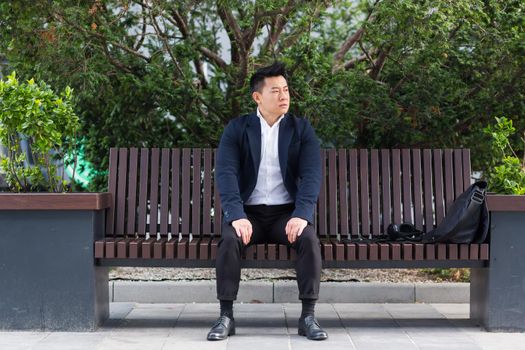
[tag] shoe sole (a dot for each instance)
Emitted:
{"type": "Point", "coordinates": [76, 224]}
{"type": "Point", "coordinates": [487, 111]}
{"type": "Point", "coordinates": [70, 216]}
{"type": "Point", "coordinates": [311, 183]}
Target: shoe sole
{"type": "Point", "coordinates": [213, 338]}
{"type": "Point", "coordinates": [303, 333]}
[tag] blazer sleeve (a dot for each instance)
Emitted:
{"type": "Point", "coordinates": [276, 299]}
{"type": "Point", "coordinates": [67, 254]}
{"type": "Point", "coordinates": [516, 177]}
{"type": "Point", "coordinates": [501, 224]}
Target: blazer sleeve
{"type": "Point", "coordinates": [227, 172]}
{"type": "Point", "coordinates": [309, 175]}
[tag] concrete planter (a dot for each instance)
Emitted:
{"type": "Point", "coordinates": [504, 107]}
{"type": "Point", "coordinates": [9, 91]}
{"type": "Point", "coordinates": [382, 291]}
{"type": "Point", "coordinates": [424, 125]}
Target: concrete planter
{"type": "Point", "coordinates": [48, 277]}
{"type": "Point", "coordinates": [497, 292]}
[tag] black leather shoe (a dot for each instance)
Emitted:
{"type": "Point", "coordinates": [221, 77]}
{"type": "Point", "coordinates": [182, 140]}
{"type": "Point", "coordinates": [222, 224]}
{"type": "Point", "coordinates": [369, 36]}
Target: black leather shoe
{"type": "Point", "coordinates": [310, 328]}
{"type": "Point", "coordinates": [222, 328]}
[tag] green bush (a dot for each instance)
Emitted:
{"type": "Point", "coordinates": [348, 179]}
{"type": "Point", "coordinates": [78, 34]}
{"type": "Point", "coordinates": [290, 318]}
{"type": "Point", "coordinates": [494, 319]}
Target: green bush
{"type": "Point", "coordinates": [507, 172]}
{"type": "Point", "coordinates": [34, 113]}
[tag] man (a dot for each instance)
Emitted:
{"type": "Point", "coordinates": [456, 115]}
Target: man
{"type": "Point", "coordinates": [269, 175]}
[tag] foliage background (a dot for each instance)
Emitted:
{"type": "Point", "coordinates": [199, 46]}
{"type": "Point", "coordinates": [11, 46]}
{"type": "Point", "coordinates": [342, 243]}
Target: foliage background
{"type": "Point", "coordinates": [391, 73]}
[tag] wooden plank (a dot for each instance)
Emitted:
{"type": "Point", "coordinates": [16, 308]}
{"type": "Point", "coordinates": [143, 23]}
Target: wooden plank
{"type": "Point", "coordinates": [272, 251]}
{"type": "Point", "coordinates": [353, 187]}
{"type": "Point", "coordinates": [99, 249]}
{"type": "Point", "coordinates": [373, 252]}
{"type": "Point", "coordinates": [396, 185]}
{"type": "Point", "coordinates": [453, 251]}
{"type": "Point", "coordinates": [362, 251]}
{"type": "Point", "coordinates": [185, 185]}
{"type": "Point", "coordinates": [343, 193]}
{"type": "Point", "coordinates": [147, 248]}
{"type": "Point", "coordinates": [407, 185]}
{"type": "Point", "coordinates": [458, 172]}
{"type": "Point", "coordinates": [143, 193]}
{"type": "Point", "coordinates": [418, 189]}
{"type": "Point", "coordinates": [466, 169]}
{"type": "Point", "coordinates": [283, 252]}
{"type": "Point", "coordinates": [364, 191]}
{"type": "Point", "coordinates": [449, 183]}
{"type": "Point", "coordinates": [384, 251]}
{"type": "Point", "coordinates": [132, 191]}
{"type": "Point", "coordinates": [135, 248]}
{"type": "Point", "coordinates": [204, 248]}
{"type": "Point", "coordinates": [332, 193]}
{"type": "Point", "coordinates": [438, 181]}
{"type": "Point", "coordinates": [395, 251]}
{"type": "Point", "coordinates": [121, 191]}
{"type": "Point", "coordinates": [196, 200]}
{"type": "Point", "coordinates": [123, 248]}
{"type": "Point", "coordinates": [164, 191]}
{"type": "Point", "coordinates": [154, 193]}
{"type": "Point", "coordinates": [217, 213]}
{"type": "Point", "coordinates": [171, 252]}
{"type": "Point", "coordinates": [441, 251]}
{"type": "Point", "coordinates": [182, 248]}
{"type": "Point", "coordinates": [207, 194]}
{"type": "Point", "coordinates": [427, 188]}
{"type": "Point", "coordinates": [159, 248]}
{"type": "Point", "coordinates": [321, 202]}
{"type": "Point", "coordinates": [430, 252]}
{"type": "Point", "coordinates": [261, 251]}
{"type": "Point", "coordinates": [375, 193]}
{"type": "Point", "coordinates": [407, 251]}
{"type": "Point", "coordinates": [385, 188]}
{"type": "Point", "coordinates": [474, 251]}
{"type": "Point", "coordinates": [484, 252]}
{"type": "Point", "coordinates": [419, 251]}
{"type": "Point", "coordinates": [193, 248]}
{"type": "Point", "coordinates": [249, 252]}
{"type": "Point", "coordinates": [175, 193]}
{"type": "Point", "coordinates": [112, 188]}
{"type": "Point", "coordinates": [351, 251]}
{"type": "Point", "coordinates": [464, 252]}
{"type": "Point", "coordinates": [111, 249]}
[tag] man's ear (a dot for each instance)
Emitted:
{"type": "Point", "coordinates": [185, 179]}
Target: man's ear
{"type": "Point", "coordinates": [256, 95]}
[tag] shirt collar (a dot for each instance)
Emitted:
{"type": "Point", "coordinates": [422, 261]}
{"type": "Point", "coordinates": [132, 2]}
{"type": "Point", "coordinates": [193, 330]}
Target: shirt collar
{"type": "Point", "coordinates": [264, 121]}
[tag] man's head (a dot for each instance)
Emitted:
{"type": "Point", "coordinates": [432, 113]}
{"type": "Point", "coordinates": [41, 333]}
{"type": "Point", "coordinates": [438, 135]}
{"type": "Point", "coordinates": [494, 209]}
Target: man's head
{"type": "Point", "coordinates": [270, 90]}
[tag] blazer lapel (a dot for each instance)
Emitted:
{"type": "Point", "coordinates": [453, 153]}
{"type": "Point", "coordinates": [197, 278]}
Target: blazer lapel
{"type": "Point", "coordinates": [253, 129]}
{"type": "Point", "coordinates": [285, 137]}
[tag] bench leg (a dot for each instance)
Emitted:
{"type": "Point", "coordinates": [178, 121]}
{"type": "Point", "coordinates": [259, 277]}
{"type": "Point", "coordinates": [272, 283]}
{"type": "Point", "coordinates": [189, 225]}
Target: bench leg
{"type": "Point", "coordinates": [497, 293]}
{"type": "Point", "coordinates": [48, 277]}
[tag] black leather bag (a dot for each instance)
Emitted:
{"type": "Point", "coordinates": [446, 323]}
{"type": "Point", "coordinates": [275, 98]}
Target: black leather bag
{"type": "Point", "coordinates": [466, 221]}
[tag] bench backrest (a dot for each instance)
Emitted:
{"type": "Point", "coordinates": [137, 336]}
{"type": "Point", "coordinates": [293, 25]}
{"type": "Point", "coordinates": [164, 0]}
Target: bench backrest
{"type": "Point", "coordinates": [171, 192]}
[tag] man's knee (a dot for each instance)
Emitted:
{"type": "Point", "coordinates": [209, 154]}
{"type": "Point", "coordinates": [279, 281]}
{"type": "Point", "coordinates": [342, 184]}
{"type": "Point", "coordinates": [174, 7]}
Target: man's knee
{"type": "Point", "coordinates": [308, 236]}
{"type": "Point", "coordinates": [229, 237]}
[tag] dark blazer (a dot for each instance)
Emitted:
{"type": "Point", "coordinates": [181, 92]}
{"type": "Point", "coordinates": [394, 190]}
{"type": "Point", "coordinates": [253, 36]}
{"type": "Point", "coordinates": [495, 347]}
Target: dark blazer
{"type": "Point", "coordinates": [239, 156]}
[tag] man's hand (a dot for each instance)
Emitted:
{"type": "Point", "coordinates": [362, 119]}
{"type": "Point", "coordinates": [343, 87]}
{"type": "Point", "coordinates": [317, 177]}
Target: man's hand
{"type": "Point", "coordinates": [243, 228]}
{"type": "Point", "coordinates": [294, 228]}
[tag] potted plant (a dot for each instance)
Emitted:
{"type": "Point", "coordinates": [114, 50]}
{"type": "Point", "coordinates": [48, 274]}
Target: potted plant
{"type": "Point", "coordinates": [47, 267]}
{"type": "Point", "coordinates": [494, 290]}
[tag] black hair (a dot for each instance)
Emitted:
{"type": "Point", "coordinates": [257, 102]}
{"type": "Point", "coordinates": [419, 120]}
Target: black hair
{"type": "Point", "coordinates": [257, 79]}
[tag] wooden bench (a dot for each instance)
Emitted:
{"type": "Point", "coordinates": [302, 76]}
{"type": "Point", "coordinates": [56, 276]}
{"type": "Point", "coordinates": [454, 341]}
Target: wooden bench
{"type": "Point", "coordinates": [166, 209]}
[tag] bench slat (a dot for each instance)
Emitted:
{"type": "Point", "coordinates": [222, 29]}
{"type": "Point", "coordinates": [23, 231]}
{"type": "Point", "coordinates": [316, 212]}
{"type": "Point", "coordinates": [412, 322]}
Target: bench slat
{"type": "Point", "coordinates": [385, 188]}
{"type": "Point", "coordinates": [196, 193]}
{"type": "Point", "coordinates": [132, 192]}
{"type": "Point", "coordinates": [438, 181]}
{"type": "Point", "coordinates": [164, 191]}
{"type": "Point", "coordinates": [407, 185]}
{"type": "Point", "coordinates": [154, 193]}
{"type": "Point", "coordinates": [121, 190]}
{"type": "Point", "coordinates": [418, 189]}
{"type": "Point", "coordinates": [374, 194]}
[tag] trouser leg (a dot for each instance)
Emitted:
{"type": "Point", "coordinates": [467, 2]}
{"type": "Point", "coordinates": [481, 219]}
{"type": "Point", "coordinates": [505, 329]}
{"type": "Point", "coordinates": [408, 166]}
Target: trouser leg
{"type": "Point", "coordinates": [228, 264]}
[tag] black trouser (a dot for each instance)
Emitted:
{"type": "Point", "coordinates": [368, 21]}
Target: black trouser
{"type": "Point", "coordinates": [268, 223]}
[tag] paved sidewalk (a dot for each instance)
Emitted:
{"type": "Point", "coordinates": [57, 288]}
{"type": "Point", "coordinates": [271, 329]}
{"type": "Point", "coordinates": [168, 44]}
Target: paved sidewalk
{"type": "Point", "coordinates": [274, 326]}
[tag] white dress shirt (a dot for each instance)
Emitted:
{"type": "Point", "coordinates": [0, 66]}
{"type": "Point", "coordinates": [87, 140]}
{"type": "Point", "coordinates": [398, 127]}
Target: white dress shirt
{"type": "Point", "coordinates": [270, 188]}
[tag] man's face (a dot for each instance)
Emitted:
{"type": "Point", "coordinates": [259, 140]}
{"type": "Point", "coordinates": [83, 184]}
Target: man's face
{"type": "Point", "coordinates": [274, 99]}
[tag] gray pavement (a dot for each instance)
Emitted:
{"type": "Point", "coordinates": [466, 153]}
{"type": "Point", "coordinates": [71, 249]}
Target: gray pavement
{"type": "Point", "coordinates": [274, 326]}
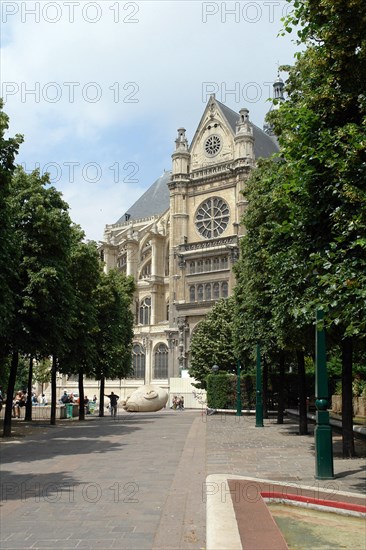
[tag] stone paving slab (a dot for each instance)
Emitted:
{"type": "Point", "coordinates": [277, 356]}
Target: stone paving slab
{"type": "Point", "coordinates": [277, 452]}
{"type": "Point", "coordinates": [140, 481]}
{"type": "Point", "coordinates": [102, 483]}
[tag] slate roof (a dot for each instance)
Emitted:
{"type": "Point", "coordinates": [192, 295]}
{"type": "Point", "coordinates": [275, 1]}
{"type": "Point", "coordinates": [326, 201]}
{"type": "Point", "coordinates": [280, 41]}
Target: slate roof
{"type": "Point", "coordinates": [155, 200]}
{"type": "Point", "coordinates": [264, 145]}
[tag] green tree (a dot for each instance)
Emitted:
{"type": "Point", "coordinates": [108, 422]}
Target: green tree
{"type": "Point", "coordinates": [213, 342]}
{"type": "Point", "coordinates": [321, 130]}
{"type": "Point", "coordinates": [80, 354]}
{"type": "Point", "coordinates": [41, 229]}
{"type": "Point", "coordinates": [8, 150]}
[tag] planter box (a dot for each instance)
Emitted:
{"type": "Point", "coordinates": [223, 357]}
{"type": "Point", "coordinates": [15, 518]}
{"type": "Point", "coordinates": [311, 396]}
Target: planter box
{"type": "Point", "coordinates": [359, 405]}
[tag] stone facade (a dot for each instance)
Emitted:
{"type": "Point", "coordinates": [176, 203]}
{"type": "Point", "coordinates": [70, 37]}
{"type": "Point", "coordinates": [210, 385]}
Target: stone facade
{"type": "Point", "coordinates": [181, 238]}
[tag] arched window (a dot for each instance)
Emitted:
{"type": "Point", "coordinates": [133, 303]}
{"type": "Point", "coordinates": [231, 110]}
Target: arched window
{"type": "Point", "coordinates": [138, 362]}
{"type": "Point", "coordinates": [145, 311]}
{"type": "Point", "coordinates": [216, 291]}
{"type": "Point", "coordinates": [146, 270]}
{"type": "Point", "coordinates": [208, 291]}
{"type": "Point", "coordinates": [200, 293]}
{"type": "Point", "coordinates": [160, 370]}
{"type": "Point", "coordinates": [192, 293]}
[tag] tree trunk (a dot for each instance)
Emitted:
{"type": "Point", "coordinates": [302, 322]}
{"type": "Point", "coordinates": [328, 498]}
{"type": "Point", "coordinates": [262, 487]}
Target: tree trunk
{"type": "Point", "coordinates": [53, 390]}
{"type": "Point", "coordinates": [265, 388]}
{"type": "Point", "coordinates": [101, 396]}
{"type": "Point", "coordinates": [29, 404]}
{"type": "Point", "coordinates": [81, 394]}
{"type": "Point", "coordinates": [348, 445]}
{"type": "Point", "coordinates": [303, 419]}
{"type": "Point", "coordinates": [281, 389]}
{"type": "Point", "coordinates": [10, 394]}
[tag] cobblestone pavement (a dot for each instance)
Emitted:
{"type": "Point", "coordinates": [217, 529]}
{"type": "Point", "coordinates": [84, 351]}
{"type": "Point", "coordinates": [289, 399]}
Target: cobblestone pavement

○ ○ ○ ○ ○ ○ ○

REQUIRED WORK
Reproduce only the lines from the line containing "[tag] planter box (a dot for each instance)" to the last line of the material above, both of those lines included.

SOLUTION BELOW
[tag] planter box (a dot for each instance)
Emitted:
{"type": "Point", "coordinates": [223, 357]}
{"type": "Point", "coordinates": [15, 518]}
{"type": "Point", "coordinates": [311, 396]}
Target: planter box
{"type": "Point", "coordinates": [359, 405]}
[tag] stone facade (a dot for each instance)
Emitted:
{"type": "Point", "coordinates": [176, 203]}
{"type": "Point", "coordinates": [70, 37]}
{"type": "Point", "coordinates": [210, 385]}
Target: stone facade
{"type": "Point", "coordinates": [181, 238]}
[tag] arched window (a dot for each instance)
Emitted:
{"type": "Point", "coordinates": [133, 303]}
{"type": "Point", "coordinates": [231, 110]}
Target: arched window
{"type": "Point", "coordinates": [138, 362]}
{"type": "Point", "coordinates": [145, 311]}
{"type": "Point", "coordinates": [216, 291]}
{"type": "Point", "coordinates": [146, 270]}
{"type": "Point", "coordinates": [208, 291]}
{"type": "Point", "coordinates": [200, 293]}
{"type": "Point", "coordinates": [160, 370]}
{"type": "Point", "coordinates": [192, 293]}
[tag] tree trunk (a dot for each instance)
Emitted:
{"type": "Point", "coordinates": [302, 322]}
{"type": "Point", "coordinates": [328, 498]}
{"type": "Point", "coordinates": [262, 487]}
Target: tree trunk
{"type": "Point", "coordinates": [53, 390]}
{"type": "Point", "coordinates": [265, 388]}
{"type": "Point", "coordinates": [101, 396]}
{"type": "Point", "coordinates": [29, 404]}
{"type": "Point", "coordinates": [81, 394]}
{"type": "Point", "coordinates": [348, 445]}
{"type": "Point", "coordinates": [303, 419]}
{"type": "Point", "coordinates": [281, 389]}
{"type": "Point", "coordinates": [10, 394]}
[tag] cobblestone pavement (a dot for each instance)
Emitted:
{"type": "Point", "coordinates": [217, 529]}
{"type": "Point", "coordinates": [84, 351]}
{"type": "Point", "coordinates": [289, 399]}
Target: cobblestone pavement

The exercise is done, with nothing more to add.